◆ **EXERCISE DIRECTIONS**
Rewrite the records below, replacing every "SHOULD" with "MUST" and keeping everything else the same.

### RECORDS ###

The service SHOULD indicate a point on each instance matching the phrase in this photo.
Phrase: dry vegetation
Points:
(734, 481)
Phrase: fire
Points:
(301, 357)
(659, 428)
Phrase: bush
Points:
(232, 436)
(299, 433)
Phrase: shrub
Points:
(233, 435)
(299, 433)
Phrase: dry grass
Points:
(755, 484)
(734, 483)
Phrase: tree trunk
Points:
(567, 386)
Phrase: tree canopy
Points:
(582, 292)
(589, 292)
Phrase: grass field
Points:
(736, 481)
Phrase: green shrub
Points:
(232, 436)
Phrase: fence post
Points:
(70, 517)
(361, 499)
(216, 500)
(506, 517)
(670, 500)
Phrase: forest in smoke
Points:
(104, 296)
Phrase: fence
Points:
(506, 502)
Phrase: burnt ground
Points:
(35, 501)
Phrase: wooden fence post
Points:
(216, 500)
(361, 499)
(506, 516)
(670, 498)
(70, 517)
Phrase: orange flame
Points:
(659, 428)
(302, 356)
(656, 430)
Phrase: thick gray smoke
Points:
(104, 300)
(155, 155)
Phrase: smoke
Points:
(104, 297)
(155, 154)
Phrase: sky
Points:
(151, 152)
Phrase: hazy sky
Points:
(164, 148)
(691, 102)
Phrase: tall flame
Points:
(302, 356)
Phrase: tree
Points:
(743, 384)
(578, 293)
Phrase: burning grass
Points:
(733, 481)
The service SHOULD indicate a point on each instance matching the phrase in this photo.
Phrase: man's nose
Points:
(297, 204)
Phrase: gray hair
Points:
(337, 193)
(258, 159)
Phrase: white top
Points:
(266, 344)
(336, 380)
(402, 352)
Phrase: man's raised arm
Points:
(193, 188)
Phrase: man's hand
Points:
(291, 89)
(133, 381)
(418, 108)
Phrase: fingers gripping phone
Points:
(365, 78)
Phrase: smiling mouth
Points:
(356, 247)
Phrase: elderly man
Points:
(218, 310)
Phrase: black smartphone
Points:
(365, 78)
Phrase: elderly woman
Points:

###

◆ **EXERCISE RESPONSE**
The service MUST indicate a point on each instance matching the phrase in this photo.
Phrase: dry vegetation
Points:
(734, 481)
Phrase: fire
Points:
(301, 357)
(659, 428)
Phrase: bush
Points:
(232, 436)
(299, 433)
Phrase: shrub
Points:
(233, 435)
(299, 433)
Phrase: dry grass
Points:
(755, 484)
(734, 483)
Phrase: tree trunk
Points:
(567, 386)
Phrase: tree canopy
Points:
(582, 292)
(589, 292)
Phrase: grass field
Points:
(736, 481)
Phrase: green shrub
Points:
(232, 436)
Phrase: fence post
Points:
(70, 517)
(361, 499)
(216, 500)
(506, 517)
(670, 500)
Phrase: forest in smoke
Points:
(104, 296)
Phrase: fence
Points:
(506, 502)
Phrase: burnt ground
Points:
(35, 501)
Phrase: wooden fence post
Points:
(216, 500)
(361, 499)
(506, 516)
(670, 498)
(70, 517)
Phrase: orange flame
Points:
(659, 428)
(302, 356)
(656, 430)
Phrase: thick gray smoke
Points:
(104, 300)
(155, 155)
Phrase: smoke
Points:
(104, 297)
(155, 154)
Phrase: sky
Points:
(151, 152)
Phrase: hazy sky
Points:
(164, 148)
(691, 102)
Phrase: tall flame
Points:
(302, 356)
Phrase: tree
Points:
(743, 384)
(578, 293)
Phrase: burning grass
Points:
(733, 481)
The service MUST indicate a point on each instance matching the phrase in this photo.
Phrase: man's nose
Points:
(297, 204)
Phrase: gray hair
Points:
(337, 193)
(258, 159)
Phrase: white top
Points:
(266, 344)
(336, 380)
(402, 352)
Phrase: man's raised arm
Points:
(193, 188)
Phrase: man's hand
Points:
(291, 89)
(133, 381)
(418, 108)
Phrase: fingers gripping phone
Points:
(365, 78)
Phrase: smiling mouth
Points:
(356, 247)
Phrase: elderly man
Points:
(218, 310)
Phrase: black smartphone
Points:
(365, 78)
Phrase: elderly woman
Points:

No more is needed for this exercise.